■ What you need to do ■
Repeat the material below word for word, keeping every line in its original order and omitting the pictures.

■ Data shown ■
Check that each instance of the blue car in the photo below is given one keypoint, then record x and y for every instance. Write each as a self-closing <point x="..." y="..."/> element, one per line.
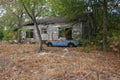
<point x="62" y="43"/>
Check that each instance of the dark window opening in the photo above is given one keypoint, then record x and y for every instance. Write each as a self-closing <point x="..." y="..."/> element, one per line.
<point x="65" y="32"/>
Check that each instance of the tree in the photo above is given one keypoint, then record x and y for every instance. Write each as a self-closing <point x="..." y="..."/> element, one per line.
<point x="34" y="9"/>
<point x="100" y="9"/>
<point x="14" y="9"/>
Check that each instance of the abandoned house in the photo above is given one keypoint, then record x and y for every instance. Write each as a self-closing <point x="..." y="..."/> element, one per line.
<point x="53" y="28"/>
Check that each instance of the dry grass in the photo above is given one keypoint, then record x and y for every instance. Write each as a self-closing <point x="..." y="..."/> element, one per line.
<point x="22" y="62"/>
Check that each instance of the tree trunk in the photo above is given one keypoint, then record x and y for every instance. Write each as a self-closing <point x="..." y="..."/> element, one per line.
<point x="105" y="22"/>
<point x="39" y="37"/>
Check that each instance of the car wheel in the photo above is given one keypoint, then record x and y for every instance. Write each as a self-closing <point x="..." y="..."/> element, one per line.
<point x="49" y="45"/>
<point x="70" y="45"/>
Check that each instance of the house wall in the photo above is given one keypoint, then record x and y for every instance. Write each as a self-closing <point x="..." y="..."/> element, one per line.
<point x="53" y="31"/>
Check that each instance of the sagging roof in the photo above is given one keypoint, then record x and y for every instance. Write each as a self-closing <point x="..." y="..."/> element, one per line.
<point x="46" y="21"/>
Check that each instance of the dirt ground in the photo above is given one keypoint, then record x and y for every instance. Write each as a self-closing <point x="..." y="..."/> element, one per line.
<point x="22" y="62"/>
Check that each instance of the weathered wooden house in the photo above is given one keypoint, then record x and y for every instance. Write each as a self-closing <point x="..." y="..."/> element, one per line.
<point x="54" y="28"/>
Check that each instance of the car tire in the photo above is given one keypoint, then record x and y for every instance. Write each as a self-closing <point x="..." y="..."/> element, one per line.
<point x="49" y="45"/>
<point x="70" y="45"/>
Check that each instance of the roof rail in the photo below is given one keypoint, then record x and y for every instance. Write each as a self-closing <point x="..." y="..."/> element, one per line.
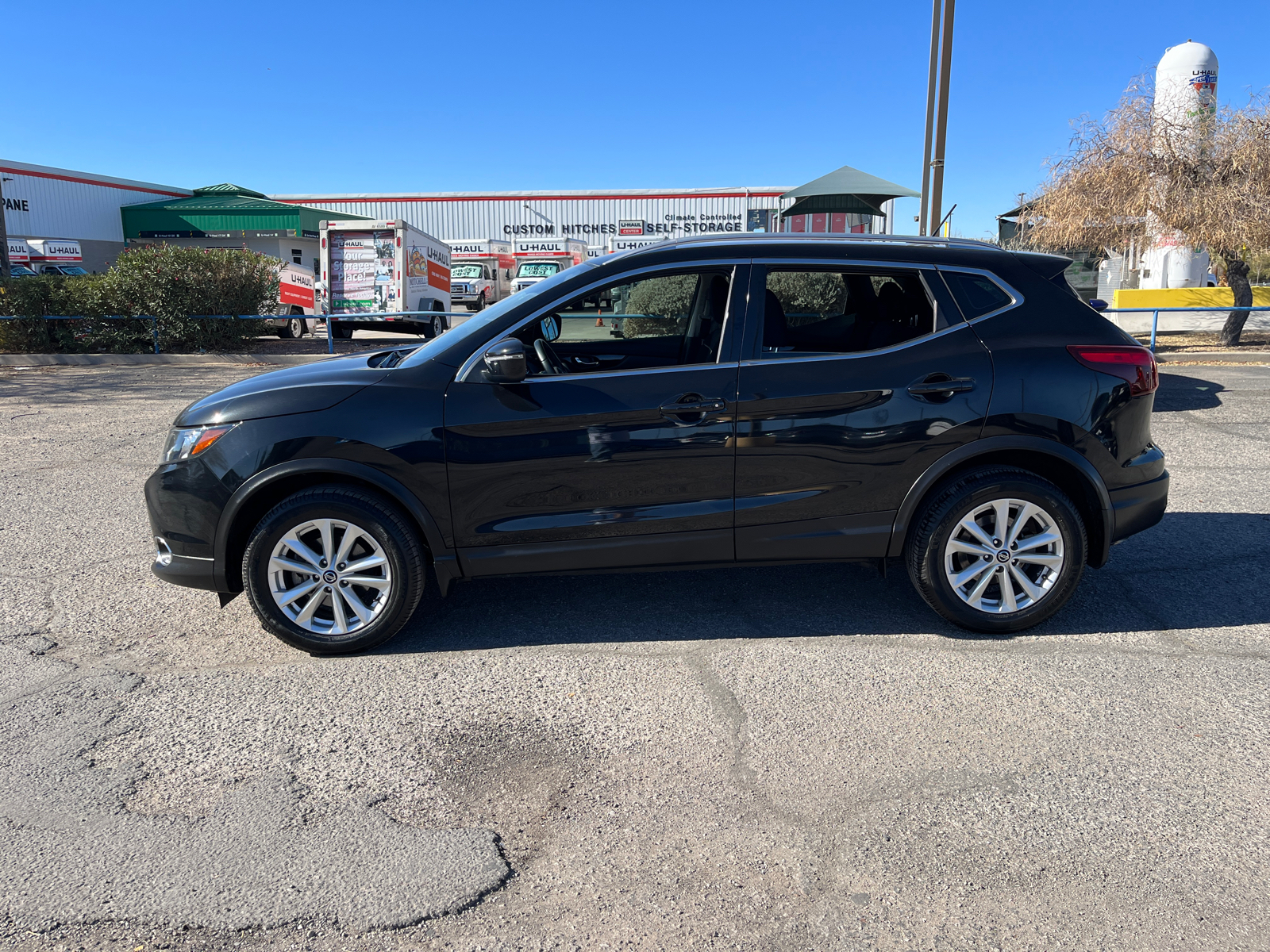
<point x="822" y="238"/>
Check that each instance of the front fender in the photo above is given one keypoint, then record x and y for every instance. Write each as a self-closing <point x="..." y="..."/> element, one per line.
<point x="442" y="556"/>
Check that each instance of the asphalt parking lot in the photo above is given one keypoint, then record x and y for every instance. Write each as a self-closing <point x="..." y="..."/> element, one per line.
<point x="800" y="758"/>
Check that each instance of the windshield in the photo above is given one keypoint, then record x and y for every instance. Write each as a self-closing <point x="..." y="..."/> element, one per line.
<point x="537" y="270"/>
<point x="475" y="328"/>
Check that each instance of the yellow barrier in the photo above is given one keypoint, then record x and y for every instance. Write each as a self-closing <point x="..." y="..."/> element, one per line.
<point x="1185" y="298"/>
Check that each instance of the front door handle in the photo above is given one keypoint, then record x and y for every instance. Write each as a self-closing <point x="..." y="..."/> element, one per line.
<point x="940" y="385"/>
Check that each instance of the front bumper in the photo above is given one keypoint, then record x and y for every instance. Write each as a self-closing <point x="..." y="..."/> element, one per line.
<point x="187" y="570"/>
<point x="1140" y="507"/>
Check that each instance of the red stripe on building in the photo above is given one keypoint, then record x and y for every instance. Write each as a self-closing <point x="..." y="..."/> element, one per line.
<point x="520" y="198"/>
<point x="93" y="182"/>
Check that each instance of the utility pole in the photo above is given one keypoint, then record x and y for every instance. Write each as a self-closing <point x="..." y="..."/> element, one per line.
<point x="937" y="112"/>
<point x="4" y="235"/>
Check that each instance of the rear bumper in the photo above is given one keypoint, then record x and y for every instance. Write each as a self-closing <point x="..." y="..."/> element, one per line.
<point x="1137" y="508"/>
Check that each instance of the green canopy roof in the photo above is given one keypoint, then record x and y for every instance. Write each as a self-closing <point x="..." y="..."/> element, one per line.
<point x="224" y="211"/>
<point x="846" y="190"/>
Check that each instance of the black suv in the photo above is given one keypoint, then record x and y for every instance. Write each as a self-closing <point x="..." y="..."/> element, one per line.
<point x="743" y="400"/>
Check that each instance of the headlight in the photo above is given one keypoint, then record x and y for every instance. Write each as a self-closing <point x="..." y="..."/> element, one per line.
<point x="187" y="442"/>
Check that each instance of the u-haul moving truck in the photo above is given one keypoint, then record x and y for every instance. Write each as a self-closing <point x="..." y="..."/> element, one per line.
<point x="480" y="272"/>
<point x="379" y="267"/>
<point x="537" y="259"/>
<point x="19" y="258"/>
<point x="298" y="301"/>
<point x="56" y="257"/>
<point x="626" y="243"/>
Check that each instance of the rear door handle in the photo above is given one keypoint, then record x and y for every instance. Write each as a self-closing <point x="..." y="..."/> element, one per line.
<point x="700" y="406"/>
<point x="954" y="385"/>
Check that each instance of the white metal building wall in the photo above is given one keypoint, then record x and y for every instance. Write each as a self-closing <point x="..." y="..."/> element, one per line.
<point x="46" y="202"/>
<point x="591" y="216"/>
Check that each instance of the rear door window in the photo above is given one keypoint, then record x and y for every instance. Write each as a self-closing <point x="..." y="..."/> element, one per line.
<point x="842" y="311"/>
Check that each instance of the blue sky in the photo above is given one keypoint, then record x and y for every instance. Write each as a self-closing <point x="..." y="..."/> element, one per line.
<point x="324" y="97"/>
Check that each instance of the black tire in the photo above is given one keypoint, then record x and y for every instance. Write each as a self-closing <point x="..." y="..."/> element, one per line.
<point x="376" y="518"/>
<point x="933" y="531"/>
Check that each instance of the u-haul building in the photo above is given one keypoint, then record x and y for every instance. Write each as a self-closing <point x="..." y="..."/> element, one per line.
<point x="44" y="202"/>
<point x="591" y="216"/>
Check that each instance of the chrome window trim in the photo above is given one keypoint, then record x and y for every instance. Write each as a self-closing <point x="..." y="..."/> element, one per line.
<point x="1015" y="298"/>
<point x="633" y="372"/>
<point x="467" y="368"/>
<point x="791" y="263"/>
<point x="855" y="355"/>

■ Completed exercise ■
Check that each instance of the blue car in the photo below is given one keypoint, then record x and y for every instance. Write each as a self-closing <point x="..." y="..."/> element, one per line.
<point x="62" y="43"/>
Check that each instance of the dark window opening in the photo above is given one keypoint, then record x and y for every instance. Write each as a self-closing <point x="..." y="..."/> element, one per line.
<point x="65" y="32"/>
Check that each instance of the tree in the photo above is given one keypoint, then record x and y for every instance. Write each as a self-closing <point x="..." y="..."/> element, one per line.
<point x="34" y="9"/>
<point x="100" y="9"/>
<point x="14" y="9"/>
Check that each instance of the abandoned house in the photo above is given one keypoint, then record x and y for every instance. Write each as a self-closing <point x="..." y="..."/> element, one per line.
<point x="53" y="28"/>
Check that each instance of the dry grass in the photo above is given one keypoint, then record x and y for every instance. Write each as a self-closing <point x="..." y="..."/> element, one per line.
<point x="22" y="62"/>
Check that each instance of the tree trunk in the photo above is given one keypoint, then record x and y for every instance. Write each as a self-closing <point x="..." y="..."/> element, one per line.
<point x="105" y="22"/>
<point x="39" y="37"/>
Check that each instance of the car wheel in the photo above is given one keypoint, then record x and y for every instance. Write each as a self-closing <point x="..." y="..."/> element, one per line.
<point x="49" y="45"/>
<point x="70" y="45"/>
Check that each instance of the house wall in the photo above is given one keypoint, then record x and y for every instance. Write each as a self-closing <point x="..." y="..."/> element, one per line.
<point x="53" y="31"/>
Check that each instance of the sagging roof in the photo above is given one keypoint, then record x and y for every instance. Write each as a self-closing <point x="..." y="..."/> element, one per line.
<point x="46" y="21"/>
Check that each instance of the dirt ground in the photo above is given one keypoint, then record x and y for every instance. Write each as a self-closing <point x="..." y="..."/> element, one per line.
<point x="22" y="62"/>
Check that each instance of the weathered wooden house in the photo above is given one keypoint, then record x and y for every instance. Write each as a self-closing <point x="..." y="..."/> element, one per line.
<point x="54" y="28"/>
Check that each instance of the car tire in the photo above is given one keypoint, then record x and y for every instance. Write each as a self-closing <point x="..." y="..."/> element, one per line.
<point x="49" y="45"/>
<point x="70" y="45"/>
Check that each instance of the roof rail in the photo below is given one keypoint, then record x and y for every instance. Write each as a self-closing <point x="..." y="..."/> element, one per line.
<point x="822" y="238"/>
Check that each instance of the front fender in the photo above is given one keypoint, then record x and y for every instance. Write each as a self-closing <point x="..." y="..."/> element, one per line.
<point x="442" y="556"/>
Check that each instance of the asphalt parking lot in the photo above is given one keypoint, then record x and y for every instance. Write each as a self-closing <point x="..." y="..."/> element, one per line.
<point x="800" y="758"/>
Check that each instance of the windshield in the photo above is given one keypoint, then record x and y for every instance. Write each as a self-closing <point x="..." y="..."/> element, one per line.
<point x="537" y="270"/>
<point x="475" y="328"/>
Check that each instance of the yellow barrier in the photo above is given one keypoint, then record x and y for every instance. Write each as a self-closing <point x="..." y="..."/> element, one per line.
<point x="1185" y="298"/>
Check that each instance of the front door handle in the photo above is given one keypoint, then record x and y for every instance. Write each as a self-closing <point x="..." y="..."/> element, one per line.
<point x="940" y="385"/>
Check that each instance of the front bumper in the photo above is given one keypoint, then record x and y for every instance. Write each as a self-closing <point x="..." y="..."/> element, one per line.
<point x="187" y="570"/>
<point x="1140" y="507"/>
Check that each instance of the red stripe on building in the photo above is given one keypoint, then record x and y for every instance. Write each as a self-closing <point x="..." y="..."/> element, one per line.
<point x="520" y="198"/>
<point x="93" y="182"/>
Check that each instance of the utility pole in the photo above is given one keypoint, then record x and y for every instance. Write each as a self-closing <point x="..." y="..."/> element, one per line.
<point x="937" y="112"/>
<point x="4" y="235"/>
Check that each instance of the rear bumper in the photo above is given one keypoint, then record x and y for every instance. Write each as a self-closing <point x="..." y="..."/> element, one per line.
<point x="1137" y="508"/>
Check that each instance of the green canopy roof in the photo above is given one keypoint, then record x and y for every instance. Write each as a self-closing <point x="..." y="..."/> element, one per line.
<point x="224" y="211"/>
<point x="846" y="190"/>
Check that each instance of the black suv in the photo above is given one keypoint, then record x and y for every instance. Write each as a self-closing <point x="..." y="..."/> element, one per line.
<point x="743" y="400"/>
Check that each instance of the headlight in the photo above is given one keypoint, then record x and y for every instance. Write each as a self-closing <point x="..." y="..."/> element, one per line.
<point x="187" y="442"/>
Check that each instance of the u-haul moving truck in the photo above is given one keypoint, then record x and y for every instance. Write each as a self-closing <point x="..." y="..."/> element, one per line.
<point x="480" y="272"/>
<point x="379" y="267"/>
<point x="537" y="259"/>
<point x="19" y="258"/>
<point x="298" y="301"/>
<point x="56" y="257"/>
<point x="626" y="243"/>
Check that each instance of the rear door handle in the photo above is given one keypoint, then record x and y for every instance. Write each as a self-closing <point x="..." y="..."/> element, one per line.
<point x="700" y="406"/>
<point x="954" y="385"/>
Check that each instance of the white metal building wall in the photo above is given one keypoint, then record x and y for every instance. Write each as a self-closing <point x="..." y="..."/> element, one per line.
<point x="46" y="202"/>
<point x="591" y="216"/>
Check that each instance of the rear door window in the photo above is given one keypoint, then record x and y for every instance. Write each as a self-closing <point x="..." y="..."/> element, one per line.
<point x="842" y="311"/>
Check that each instance of the blue sky in the photo above is given one keypoint, then record x and y for every instance. Write each as a self-closing <point x="..." y="..."/> element, one per line.
<point x="324" y="97"/>
Check that each instance of the black tire in the photo above is given one keypoint, then record x and y for every instance. Write each as a self-closing <point x="..." y="..."/> element, one per line.
<point x="376" y="518"/>
<point x="933" y="531"/>
Check that each instance of the u-haul building in the photo above is given one keypoint, then record x and y for every instance. Write each as a self-closing <point x="..." y="..."/> element, one per line.
<point x="44" y="202"/>
<point x="591" y="216"/>
Check that each instance of the chrome window trim in the photo above is given one keypoint, then record x and y for every instance. Write each as a self-closing <point x="..." y="..."/> element, one per line.
<point x="1015" y="298"/>
<point x="633" y="372"/>
<point x="467" y="368"/>
<point x="791" y="263"/>
<point x="855" y="355"/>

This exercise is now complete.